» WHAT IS BEING ASKED: Rewrite the records below, substituting "cloud formation" for each occurrence of "cloud" and keeping every other character as it is.

Pointing dataset records
· · · · ·
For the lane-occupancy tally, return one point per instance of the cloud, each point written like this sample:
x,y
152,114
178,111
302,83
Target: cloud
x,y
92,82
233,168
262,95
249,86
· · · · ·
» ANSWER IN FULL:
For the lane-occupancy tally, return one point per instance of the cloud formation, each point written like this sample:
x,y
152,114
178,111
302,83
Target: cloud formation
x,y
92,82
233,168
262,95
249,86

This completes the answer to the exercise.